Your instructions: Write the next part of the news article on former agriculture minister Takamori Yoshikawa's resignation, starting right after its last sentence.

Excerpt:
>>>
Photo/Illutration Agriculture minister Takamori Yoshikawa speaks at a news conference at the prime minister’s office building in October 2018. (Asahi Shimbun file photo)

A former farm minister who reportedly received cash in return for favors to the egg production industry submitted his resignation as a lawmaker on Dec. 22, citing health reasons.

A statement issued by the office of Takamori Yoshikawa, 70, said he is currently hospitalized to treat a chronic heart problem and is scheduled to have a pacemaker implanted in the coming days.

“It will be difficult to fulfill my responsibilities as a lawmaker and to carry out sufficient activities to respond to the mandate entrusted in me by the voters,” the statement said.

His letter of resignation was submitted to Lower House Speaker Tadamori Oshima on Dec. 22.

The statement made no reference to allegations that when he was agriculture minister between October 2018 and September 2019, he received a total of 5 million yen ($48,000) in cash from the former head of Akita Foods Co., a major egg company based in Fukuyama, Hiroshima Prefecture.

He has flatly denied receiving the money.

Yoshikawa was a Hokkaido assemblyman before he won his first term as a Lower House member in 1996. Current Prime Minister Yoshihide Suga also won his first Lower House seat in that election.

That connection led to Yoshikawa serving as an official in the campaign headquarters for Suga’s successful run in the LDP presidential election in September.

After The Asahi Shimbun reported on the money exchanges on Dec. 2, Yoshikawa resigned as executive acting chairman of the ruling Liberal Democratic Party’s Election Strategy Committee and stepped down from his executive post in the LDP faction led by Secretary-General Toshihiro Nikai.
<<<
Recorded information:
>>>
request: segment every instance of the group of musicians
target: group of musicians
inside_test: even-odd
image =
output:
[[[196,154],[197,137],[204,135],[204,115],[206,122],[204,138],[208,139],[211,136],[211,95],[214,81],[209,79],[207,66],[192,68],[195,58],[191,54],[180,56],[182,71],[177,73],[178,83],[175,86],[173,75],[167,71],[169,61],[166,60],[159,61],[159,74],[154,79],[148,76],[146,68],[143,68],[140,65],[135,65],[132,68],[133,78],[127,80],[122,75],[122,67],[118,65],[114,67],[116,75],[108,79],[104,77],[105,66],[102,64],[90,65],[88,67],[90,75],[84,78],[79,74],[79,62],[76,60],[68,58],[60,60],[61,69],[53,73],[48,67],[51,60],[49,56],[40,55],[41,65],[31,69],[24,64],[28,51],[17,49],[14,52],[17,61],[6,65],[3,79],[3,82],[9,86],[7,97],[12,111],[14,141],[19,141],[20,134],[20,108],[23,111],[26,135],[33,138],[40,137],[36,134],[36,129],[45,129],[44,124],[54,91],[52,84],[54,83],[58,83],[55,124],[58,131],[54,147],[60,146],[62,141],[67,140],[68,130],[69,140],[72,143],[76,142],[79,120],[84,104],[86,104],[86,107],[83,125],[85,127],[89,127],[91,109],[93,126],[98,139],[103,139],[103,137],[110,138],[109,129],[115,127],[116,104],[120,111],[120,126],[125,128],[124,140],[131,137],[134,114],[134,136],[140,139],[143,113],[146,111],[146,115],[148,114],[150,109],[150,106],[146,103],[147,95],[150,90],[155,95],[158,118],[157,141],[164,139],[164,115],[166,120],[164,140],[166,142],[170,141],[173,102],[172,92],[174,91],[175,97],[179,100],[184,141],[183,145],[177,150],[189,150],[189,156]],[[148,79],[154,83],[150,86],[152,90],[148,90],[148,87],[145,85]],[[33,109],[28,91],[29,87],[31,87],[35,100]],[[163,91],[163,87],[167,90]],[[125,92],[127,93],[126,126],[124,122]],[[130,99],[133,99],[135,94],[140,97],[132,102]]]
<<<
Exercise output:
According to Akita Foods sources, the former company head gave Yoshikawa 2 million yen in November 2018 at a Tokyo hotel. In March and August 2019, the money exchange took place in Yoshikawa’s office as agriculture minister, and he received a total of 3 million yen on those two occasions.

The former head said he asked Yoshikawa to have the farm ministry express opposition to an international organization that was pushing to establish animal welfare standards for raising chickens. Japan ended up objecting to the proposed standards, which would have forced Japanese poultry farms to spend large sums on upgrades.

Prosecutors searched the offices of Akita Foods on Dec. 7 and are currently going over the evidence they have gathered, according to sources.

None of the political groups affiliated with Yoshikawa has reported money received from Akita Foods in their annual political fund reports.

A Lower House by-election is expected to be held on April 25 to fill the vacancy in the Hokkaido No. 2 district that Yoshikawa represents.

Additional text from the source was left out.